> GIVEN PROBLEM
In the listing below, render each line from the one containing "search for blueberry" through the one containing "left=486, top=0, right=567, bottom=72", both included, as a JSON list of strings, one string per line with blank lines dropped.

> EXTRACTED ENTRIES
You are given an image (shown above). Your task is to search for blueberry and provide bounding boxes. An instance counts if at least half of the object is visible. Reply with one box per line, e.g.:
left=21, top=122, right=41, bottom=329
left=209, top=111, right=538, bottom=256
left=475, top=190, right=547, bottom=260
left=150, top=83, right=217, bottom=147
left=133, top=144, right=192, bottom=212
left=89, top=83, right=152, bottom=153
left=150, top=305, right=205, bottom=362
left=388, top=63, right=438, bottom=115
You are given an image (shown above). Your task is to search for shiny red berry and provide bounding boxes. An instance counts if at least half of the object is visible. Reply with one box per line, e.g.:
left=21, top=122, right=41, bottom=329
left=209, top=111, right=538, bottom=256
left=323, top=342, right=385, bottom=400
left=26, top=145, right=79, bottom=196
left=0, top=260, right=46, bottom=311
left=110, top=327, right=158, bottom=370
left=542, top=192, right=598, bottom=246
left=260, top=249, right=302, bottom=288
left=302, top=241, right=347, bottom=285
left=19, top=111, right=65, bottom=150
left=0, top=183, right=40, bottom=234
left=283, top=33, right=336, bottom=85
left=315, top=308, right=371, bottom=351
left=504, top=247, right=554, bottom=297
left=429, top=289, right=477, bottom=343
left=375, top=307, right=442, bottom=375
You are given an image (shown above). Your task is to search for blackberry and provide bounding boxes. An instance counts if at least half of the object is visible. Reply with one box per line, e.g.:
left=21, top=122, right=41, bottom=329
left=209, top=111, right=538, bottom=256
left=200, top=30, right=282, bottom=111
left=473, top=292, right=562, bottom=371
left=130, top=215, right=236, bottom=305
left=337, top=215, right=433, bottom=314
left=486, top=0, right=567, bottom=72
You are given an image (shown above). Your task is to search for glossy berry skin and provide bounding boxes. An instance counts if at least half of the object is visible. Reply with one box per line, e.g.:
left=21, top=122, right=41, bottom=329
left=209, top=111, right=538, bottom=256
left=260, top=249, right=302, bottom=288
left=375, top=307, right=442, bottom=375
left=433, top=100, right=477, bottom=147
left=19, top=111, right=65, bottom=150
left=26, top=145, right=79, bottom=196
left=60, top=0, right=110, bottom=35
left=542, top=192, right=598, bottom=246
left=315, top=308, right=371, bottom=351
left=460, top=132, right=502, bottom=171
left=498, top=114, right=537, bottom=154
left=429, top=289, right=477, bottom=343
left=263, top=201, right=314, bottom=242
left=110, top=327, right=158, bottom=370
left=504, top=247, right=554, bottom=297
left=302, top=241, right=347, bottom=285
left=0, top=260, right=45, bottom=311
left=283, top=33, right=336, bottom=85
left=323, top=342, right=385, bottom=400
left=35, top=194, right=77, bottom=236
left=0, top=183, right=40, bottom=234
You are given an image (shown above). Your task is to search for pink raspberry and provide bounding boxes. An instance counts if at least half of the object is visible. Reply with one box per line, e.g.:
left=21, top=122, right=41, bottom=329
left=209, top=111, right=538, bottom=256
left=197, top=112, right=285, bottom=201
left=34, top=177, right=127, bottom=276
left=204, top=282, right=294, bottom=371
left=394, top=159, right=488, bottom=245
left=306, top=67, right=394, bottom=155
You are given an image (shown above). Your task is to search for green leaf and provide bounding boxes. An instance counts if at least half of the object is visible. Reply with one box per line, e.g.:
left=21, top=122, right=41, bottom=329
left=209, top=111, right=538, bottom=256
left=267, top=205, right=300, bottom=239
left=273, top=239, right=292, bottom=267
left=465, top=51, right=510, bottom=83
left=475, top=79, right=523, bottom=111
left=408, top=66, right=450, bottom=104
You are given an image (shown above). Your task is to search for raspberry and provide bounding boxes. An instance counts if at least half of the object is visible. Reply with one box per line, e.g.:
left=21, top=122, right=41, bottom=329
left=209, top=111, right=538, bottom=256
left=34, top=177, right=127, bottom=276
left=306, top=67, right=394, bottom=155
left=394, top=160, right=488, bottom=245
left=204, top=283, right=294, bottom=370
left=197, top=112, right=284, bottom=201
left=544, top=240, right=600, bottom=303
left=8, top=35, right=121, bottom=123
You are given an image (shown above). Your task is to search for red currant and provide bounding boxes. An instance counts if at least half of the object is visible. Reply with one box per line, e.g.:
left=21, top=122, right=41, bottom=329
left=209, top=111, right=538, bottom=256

* * *

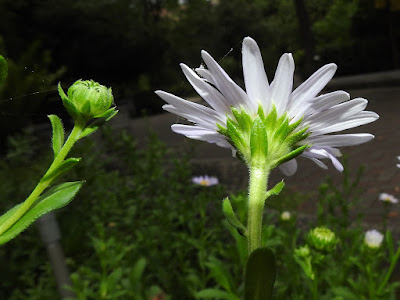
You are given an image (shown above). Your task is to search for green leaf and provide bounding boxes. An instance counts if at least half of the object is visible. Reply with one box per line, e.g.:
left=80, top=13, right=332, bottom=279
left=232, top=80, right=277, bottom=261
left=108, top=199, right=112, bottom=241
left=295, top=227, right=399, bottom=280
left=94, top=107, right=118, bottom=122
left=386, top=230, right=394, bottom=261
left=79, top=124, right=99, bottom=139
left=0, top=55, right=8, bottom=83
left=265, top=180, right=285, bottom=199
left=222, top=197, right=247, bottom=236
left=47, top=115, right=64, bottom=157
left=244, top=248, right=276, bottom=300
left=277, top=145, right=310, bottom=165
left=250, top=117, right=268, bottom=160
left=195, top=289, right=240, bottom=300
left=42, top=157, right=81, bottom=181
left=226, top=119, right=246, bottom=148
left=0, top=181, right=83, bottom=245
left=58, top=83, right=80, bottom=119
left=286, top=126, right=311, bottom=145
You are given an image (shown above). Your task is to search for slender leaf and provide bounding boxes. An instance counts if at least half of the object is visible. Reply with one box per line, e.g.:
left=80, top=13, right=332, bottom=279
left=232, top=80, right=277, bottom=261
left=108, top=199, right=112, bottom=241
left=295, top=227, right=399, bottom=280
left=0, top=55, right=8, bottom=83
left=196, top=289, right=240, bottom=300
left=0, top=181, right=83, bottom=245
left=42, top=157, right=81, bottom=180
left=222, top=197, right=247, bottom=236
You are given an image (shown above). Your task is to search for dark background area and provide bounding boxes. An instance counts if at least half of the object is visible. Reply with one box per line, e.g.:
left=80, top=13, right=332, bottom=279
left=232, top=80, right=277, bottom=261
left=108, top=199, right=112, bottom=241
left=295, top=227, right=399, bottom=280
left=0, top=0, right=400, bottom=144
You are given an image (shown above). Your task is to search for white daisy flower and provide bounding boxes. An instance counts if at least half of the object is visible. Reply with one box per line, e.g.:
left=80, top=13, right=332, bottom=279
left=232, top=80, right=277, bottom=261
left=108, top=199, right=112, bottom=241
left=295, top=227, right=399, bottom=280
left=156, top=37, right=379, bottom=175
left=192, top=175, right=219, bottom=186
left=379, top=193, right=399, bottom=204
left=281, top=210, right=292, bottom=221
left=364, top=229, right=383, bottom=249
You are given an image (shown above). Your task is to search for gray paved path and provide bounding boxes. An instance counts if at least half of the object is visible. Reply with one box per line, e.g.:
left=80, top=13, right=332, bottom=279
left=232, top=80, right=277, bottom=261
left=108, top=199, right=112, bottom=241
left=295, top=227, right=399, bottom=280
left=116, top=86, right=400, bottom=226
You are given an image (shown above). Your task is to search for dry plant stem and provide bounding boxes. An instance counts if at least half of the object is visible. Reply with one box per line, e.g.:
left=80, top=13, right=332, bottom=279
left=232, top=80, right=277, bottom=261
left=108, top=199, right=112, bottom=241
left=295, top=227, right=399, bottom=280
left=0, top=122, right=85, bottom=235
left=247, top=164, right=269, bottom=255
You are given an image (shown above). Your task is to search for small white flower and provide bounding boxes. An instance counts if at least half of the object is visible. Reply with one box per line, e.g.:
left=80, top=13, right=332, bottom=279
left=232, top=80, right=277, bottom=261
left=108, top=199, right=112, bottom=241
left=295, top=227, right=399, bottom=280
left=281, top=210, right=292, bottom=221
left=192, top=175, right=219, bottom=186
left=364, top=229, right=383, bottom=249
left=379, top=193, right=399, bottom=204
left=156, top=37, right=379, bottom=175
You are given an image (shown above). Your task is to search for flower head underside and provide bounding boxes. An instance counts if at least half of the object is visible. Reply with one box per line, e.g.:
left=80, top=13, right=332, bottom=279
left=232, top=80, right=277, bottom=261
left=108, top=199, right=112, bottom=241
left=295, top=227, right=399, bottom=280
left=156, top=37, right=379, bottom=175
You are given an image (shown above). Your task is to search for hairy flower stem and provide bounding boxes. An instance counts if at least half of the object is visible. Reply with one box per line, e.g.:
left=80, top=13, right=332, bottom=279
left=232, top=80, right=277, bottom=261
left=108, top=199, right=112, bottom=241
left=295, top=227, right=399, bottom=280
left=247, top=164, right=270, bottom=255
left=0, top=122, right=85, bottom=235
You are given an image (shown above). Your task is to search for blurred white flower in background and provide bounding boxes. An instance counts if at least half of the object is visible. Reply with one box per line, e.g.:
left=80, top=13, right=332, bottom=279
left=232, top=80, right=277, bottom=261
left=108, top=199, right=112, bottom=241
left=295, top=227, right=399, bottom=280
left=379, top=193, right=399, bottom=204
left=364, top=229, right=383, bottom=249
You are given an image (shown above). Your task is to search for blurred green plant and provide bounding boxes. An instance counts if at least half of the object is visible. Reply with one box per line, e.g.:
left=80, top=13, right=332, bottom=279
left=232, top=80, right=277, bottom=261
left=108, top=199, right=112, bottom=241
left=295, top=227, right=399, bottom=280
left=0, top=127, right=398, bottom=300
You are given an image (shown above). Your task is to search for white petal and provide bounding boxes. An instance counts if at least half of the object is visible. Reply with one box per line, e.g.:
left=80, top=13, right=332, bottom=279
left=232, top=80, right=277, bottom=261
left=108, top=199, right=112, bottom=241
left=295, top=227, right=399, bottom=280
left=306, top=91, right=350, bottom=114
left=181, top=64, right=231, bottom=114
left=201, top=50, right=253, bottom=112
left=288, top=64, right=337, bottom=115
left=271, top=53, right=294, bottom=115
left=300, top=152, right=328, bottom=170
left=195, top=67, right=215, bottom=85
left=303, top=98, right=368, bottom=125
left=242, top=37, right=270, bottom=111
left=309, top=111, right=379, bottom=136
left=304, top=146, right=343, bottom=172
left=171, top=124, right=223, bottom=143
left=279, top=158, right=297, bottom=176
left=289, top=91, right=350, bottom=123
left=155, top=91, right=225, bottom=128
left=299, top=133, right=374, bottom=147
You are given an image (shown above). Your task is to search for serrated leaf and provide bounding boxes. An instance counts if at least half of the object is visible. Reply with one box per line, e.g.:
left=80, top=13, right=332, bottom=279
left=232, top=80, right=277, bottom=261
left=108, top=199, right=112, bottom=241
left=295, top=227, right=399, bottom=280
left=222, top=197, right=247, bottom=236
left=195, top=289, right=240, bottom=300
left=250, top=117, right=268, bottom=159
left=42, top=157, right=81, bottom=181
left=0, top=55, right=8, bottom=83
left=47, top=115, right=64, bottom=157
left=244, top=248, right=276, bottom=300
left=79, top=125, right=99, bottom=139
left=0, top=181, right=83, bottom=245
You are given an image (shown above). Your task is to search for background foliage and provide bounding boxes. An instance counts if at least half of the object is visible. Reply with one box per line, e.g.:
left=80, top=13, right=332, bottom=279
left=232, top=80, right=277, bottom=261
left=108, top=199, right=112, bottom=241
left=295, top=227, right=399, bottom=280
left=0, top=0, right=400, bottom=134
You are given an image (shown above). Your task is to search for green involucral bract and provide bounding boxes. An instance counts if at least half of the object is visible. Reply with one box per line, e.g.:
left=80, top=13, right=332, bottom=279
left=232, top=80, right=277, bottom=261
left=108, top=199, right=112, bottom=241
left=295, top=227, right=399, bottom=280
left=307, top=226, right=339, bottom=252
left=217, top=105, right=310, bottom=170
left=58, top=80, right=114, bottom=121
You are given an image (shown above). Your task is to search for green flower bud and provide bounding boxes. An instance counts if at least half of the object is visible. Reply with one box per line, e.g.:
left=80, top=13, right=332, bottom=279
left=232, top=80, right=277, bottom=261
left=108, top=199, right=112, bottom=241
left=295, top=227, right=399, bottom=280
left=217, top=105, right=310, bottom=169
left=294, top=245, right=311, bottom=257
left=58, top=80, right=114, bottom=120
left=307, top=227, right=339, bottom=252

> PROBLEM SOLUTION
[
  "You are given an image (shown above). Your task is to search for blueberry and provide bounding boxes. An instance counts if at least half of the object is visible. Reply with one box per line, e.g.:",
  "left=21, top=122, right=41, bottom=329",
  "left=209, top=111, right=538, bottom=256",
  "left=475, top=190, right=547, bottom=260",
  "left=150, top=83, right=217, bottom=147",
  "left=133, top=144, right=192, bottom=212",
  "left=89, top=83, right=152, bottom=153",
  "left=150, top=305, right=205, bottom=362",
  "left=388, top=63, right=438, bottom=115",
  "You are given an image (shown above). Your task is to search for shiny red berry and provide bounding boxes. An instance counts if at least half of the object is visible. Reply with one box per line, e.g.:",
  "left=21, top=122, right=41, bottom=329",
  "left=209, top=111, right=538, bottom=256",
  "left=323, top=342, right=385, bottom=400",
  "left=26, top=145, right=79, bottom=196",
  "left=0, top=260, right=46, bottom=311",
  "left=110, top=327, right=158, bottom=370",
  "left=542, top=192, right=598, bottom=246",
  "left=260, top=249, right=302, bottom=288",
  "left=302, top=241, right=347, bottom=285",
  "left=19, top=111, right=65, bottom=150",
  "left=0, top=183, right=40, bottom=234",
  "left=283, top=33, right=336, bottom=85",
  "left=315, top=308, right=371, bottom=351",
  "left=504, top=247, right=554, bottom=297",
  "left=429, top=289, right=477, bottom=343",
  "left=375, top=307, right=442, bottom=375",
  "You are given an image (shown above). Your task is to search for blackberry and provide bounding boxes. An instance counts if at least half of the object is visible. Reply with one box per line, e.g.:",
  "left=21, top=122, right=41, bottom=329",
  "left=209, top=111, right=538, bottom=256",
  "left=200, top=30, right=282, bottom=111",
  "left=473, top=292, right=562, bottom=371",
  "left=130, top=215, right=236, bottom=305",
  "left=337, top=215, right=433, bottom=314",
  "left=486, top=0, right=567, bottom=72"
]